[PROBLEM A]
Decide whether each statement agrees with the funeral story below, answering yes or no and quoting the deciding words: (i) The narrator's parents took the narrator to the airport. (ii) The narrator changed planes in Dallas. (iii) Guin, her mother and the narrator ate the casseroles and pies that arrived before the funeral.
[PROBLEM B]
List every word in the funeral story below that names a family relation, giving each word once.
[PROBLEM C]
Please print the part of the funeral story below that begins at the words "Changing planes in" and stops after the words "continuing, emotional earthquake.".

[GIVEN TEXT]
********

Please come and help me with the funeral,” my best friend said.
”I`ll be on the next plane,” I promised.
Guin`s father had died just minutes before, and she was alone with her mother in Texas. I hung up the phone, at first unable to plan what to do next. I cried, and then I took a shower.
Three hours later, my parents took me to the airport, where I kissed them goodbye, casting a last longing look over my shoulder that translated, ”Don`t change while I`m away from you.”
In the window seat, I stifled my sobs with queer jerks and tremors. I had never felt so alone. I prayed I`d see a familiar face.
Changing planes in Atlanta, I scanned the faces. Passing strangers looked the way I felt: tired, unsure of where they were going. Intent on reaching our destinations, we ignored each other.
Guin and her mother met me at the gate. In shock, we made small talk. We pretended that our mutual loss of Elmer Splawn had not been the first tremor of a continuing, emotional earthquake.
The funeral was still ahead. Casseroles and pies heralded its coming. We did not partake of those early dishes; we had no appetite.
We curled our hair and waited for the white limousine to call for us and take us to that pew where we would join with other friends of our father to say farewell. For through the years, Guin and I, best friends for life, have learned to share our daddies and mamas, becoming each other`s sister in spirit.

********

Dataset lines about where objects are located

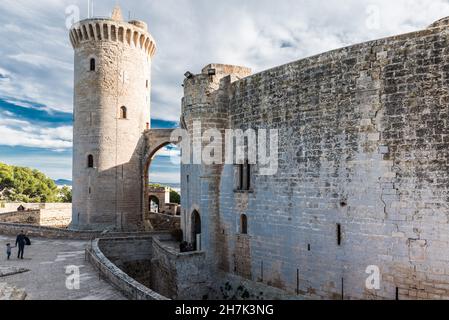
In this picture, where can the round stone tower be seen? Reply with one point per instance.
(111, 112)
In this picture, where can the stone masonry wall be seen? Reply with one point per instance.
(58, 215)
(363, 144)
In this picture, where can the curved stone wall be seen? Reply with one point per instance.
(127, 285)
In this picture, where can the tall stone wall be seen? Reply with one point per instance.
(363, 148)
(58, 215)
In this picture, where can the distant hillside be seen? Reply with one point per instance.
(63, 182)
(21, 184)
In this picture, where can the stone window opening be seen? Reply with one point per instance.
(90, 161)
(123, 113)
(243, 224)
(338, 234)
(92, 64)
(243, 176)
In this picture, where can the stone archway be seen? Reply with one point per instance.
(196, 230)
(154, 206)
(155, 140)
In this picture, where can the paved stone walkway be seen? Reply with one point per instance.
(47, 261)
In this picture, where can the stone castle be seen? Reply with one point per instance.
(363, 177)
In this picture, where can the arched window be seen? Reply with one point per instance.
(90, 161)
(92, 64)
(243, 224)
(123, 113)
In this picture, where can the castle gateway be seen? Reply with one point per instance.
(363, 165)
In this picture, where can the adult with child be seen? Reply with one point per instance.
(21, 241)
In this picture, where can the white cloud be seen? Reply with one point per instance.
(15, 132)
(192, 33)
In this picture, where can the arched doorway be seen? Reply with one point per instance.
(196, 230)
(154, 204)
(160, 155)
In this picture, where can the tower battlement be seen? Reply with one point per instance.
(133, 33)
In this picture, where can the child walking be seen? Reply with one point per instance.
(8, 250)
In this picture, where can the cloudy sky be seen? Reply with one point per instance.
(36, 65)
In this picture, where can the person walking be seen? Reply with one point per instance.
(21, 242)
(8, 251)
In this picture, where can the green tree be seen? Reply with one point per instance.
(26, 185)
(175, 197)
(65, 195)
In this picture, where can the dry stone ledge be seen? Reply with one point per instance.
(11, 293)
(9, 271)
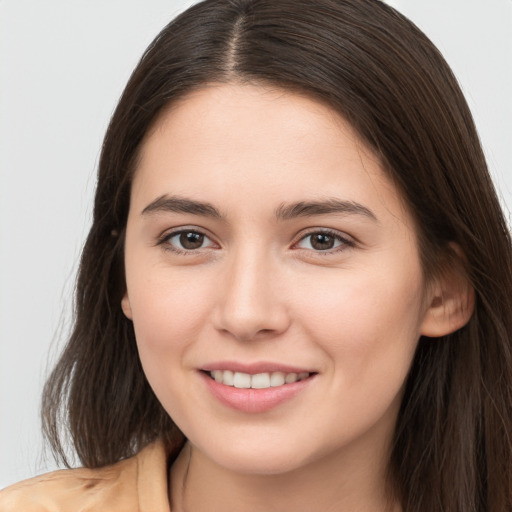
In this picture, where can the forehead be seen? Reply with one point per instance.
(229, 143)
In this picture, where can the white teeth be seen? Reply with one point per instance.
(259, 381)
(228, 378)
(242, 380)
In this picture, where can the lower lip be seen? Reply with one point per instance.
(255, 400)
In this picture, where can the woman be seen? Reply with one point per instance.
(295, 292)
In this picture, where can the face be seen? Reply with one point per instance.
(273, 280)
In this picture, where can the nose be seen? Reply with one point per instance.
(251, 303)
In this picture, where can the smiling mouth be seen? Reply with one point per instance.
(265, 380)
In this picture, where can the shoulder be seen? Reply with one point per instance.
(137, 484)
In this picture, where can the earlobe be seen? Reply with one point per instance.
(126, 307)
(451, 304)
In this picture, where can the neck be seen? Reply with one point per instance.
(340, 481)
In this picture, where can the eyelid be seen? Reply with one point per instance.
(164, 238)
(347, 240)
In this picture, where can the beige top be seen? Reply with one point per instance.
(137, 484)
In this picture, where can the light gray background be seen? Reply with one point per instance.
(63, 64)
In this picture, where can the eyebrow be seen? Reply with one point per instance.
(178, 204)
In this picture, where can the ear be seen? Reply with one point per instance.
(126, 307)
(451, 301)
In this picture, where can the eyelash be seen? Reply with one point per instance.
(345, 242)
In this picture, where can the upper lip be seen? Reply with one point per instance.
(254, 368)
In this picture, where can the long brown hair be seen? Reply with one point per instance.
(452, 449)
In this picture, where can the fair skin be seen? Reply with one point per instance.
(333, 288)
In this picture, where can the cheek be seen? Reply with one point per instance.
(168, 307)
(368, 324)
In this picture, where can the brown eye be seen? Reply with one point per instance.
(184, 241)
(323, 241)
(191, 240)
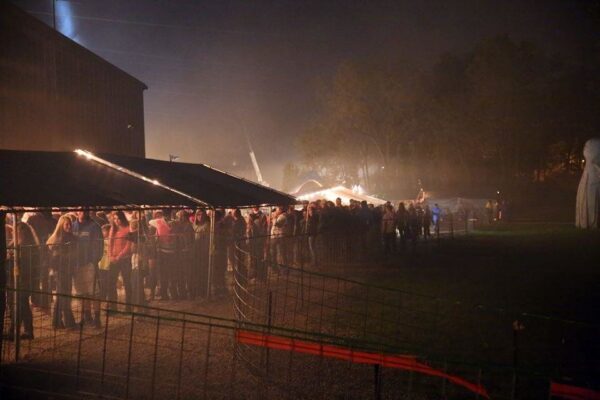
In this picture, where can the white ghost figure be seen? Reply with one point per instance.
(587, 210)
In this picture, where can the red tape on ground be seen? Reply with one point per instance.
(572, 392)
(401, 362)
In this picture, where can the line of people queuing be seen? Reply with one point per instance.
(164, 254)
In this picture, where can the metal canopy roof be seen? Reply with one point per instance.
(212, 186)
(66, 180)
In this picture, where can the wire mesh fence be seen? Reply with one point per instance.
(297, 332)
(395, 321)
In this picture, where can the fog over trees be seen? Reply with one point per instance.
(503, 115)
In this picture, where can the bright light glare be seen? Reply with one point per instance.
(84, 153)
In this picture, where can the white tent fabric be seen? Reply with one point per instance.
(588, 194)
(458, 204)
(343, 193)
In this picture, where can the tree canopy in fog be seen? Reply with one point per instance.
(503, 114)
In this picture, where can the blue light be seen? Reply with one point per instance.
(64, 19)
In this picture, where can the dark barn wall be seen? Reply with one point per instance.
(56, 95)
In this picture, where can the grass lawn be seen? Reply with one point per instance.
(541, 268)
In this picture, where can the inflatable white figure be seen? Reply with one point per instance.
(587, 210)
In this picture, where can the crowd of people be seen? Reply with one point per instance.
(164, 254)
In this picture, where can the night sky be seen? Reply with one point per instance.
(217, 70)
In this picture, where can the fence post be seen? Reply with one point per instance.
(206, 359)
(127, 377)
(16, 308)
(155, 356)
(444, 380)
(517, 327)
(181, 359)
(103, 350)
(2, 280)
(377, 373)
(269, 316)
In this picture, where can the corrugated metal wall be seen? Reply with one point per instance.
(56, 95)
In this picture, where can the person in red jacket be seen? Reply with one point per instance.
(119, 252)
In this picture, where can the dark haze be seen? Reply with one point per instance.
(220, 70)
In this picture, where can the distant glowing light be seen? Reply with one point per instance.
(65, 21)
(358, 189)
(84, 153)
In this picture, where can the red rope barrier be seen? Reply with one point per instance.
(409, 363)
(572, 392)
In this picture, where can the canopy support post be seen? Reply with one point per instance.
(211, 251)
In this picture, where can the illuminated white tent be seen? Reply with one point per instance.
(587, 211)
(344, 193)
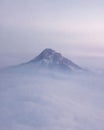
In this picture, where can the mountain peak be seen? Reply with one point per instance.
(52, 59)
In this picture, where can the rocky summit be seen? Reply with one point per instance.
(51, 59)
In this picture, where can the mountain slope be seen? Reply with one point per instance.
(51, 59)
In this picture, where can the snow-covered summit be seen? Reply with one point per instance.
(52, 59)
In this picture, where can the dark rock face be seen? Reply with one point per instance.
(54, 60)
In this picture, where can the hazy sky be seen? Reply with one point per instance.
(74, 27)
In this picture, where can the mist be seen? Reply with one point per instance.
(51, 100)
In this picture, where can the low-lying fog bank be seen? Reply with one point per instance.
(51, 102)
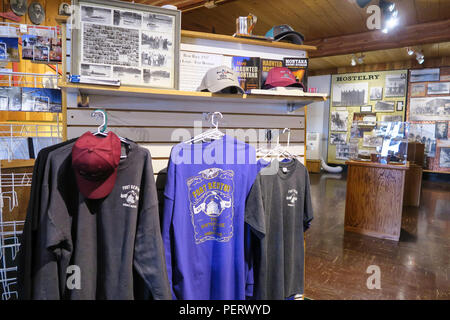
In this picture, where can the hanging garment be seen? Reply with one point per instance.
(279, 210)
(114, 243)
(28, 237)
(203, 223)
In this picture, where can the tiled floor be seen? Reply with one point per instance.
(416, 267)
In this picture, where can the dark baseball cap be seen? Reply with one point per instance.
(281, 77)
(95, 161)
(221, 79)
(285, 32)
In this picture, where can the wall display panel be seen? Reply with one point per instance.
(137, 44)
(429, 115)
(367, 98)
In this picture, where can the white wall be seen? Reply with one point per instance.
(318, 112)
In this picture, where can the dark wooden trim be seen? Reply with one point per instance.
(431, 32)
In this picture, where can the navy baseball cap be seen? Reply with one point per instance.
(285, 32)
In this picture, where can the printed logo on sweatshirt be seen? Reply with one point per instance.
(211, 197)
(292, 197)
(130, 194)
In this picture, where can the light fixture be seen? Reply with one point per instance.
(390, 15)
(210, 4)
(361, 59)
(420, 57)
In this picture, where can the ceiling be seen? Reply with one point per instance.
(430, 51)
(316, 19)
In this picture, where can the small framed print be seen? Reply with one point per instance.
(366, 108)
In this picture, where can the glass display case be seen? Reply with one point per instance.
(383, 142)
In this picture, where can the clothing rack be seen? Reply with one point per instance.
(10, 231)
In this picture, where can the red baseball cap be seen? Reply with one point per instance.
(95, 161)
(281, 77)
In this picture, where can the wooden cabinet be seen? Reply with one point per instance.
(374, 200)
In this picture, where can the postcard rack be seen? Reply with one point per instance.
(36, 80)
(14, 29)
(10, 133)
(10, 231)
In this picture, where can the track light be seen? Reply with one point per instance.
(361, 59)
(420, 57)
(390, 15)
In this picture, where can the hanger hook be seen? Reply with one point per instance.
(102, 113)
(213, 117)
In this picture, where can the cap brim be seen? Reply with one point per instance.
(283, 84)
(292, 36)
(218, 89)
(96, 189)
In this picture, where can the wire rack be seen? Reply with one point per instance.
(13, 144)
(10, 231)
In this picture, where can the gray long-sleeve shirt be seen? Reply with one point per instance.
(114, 243)
(279, 210)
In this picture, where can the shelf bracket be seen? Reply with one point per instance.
(292, 106)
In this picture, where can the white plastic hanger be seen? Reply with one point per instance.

********

[CORRECT OUTPUT A]
(i) Yes: "my parents took me to the airport"
(ii) No: "Changing planes in Atlanta"
(iii) No: "We did not partake of those early dishes"

[CORRECT OUTPUT B]
father, mother, parents, daddies, mamas, sister

[CORRECT OUTPUT C]
Changing planes in Atlanta, I scanned the faces. Passing strangers looked the way I felt: tired, unsure of where they were going. Intent on reaching our destinations, we ignored each other.
Guin and her mother met me at the gate. In shock, we made small talk. We pretended that our mutual loss of Elmer Splawn had not been the first tremor of a continuing, emotional earthquake.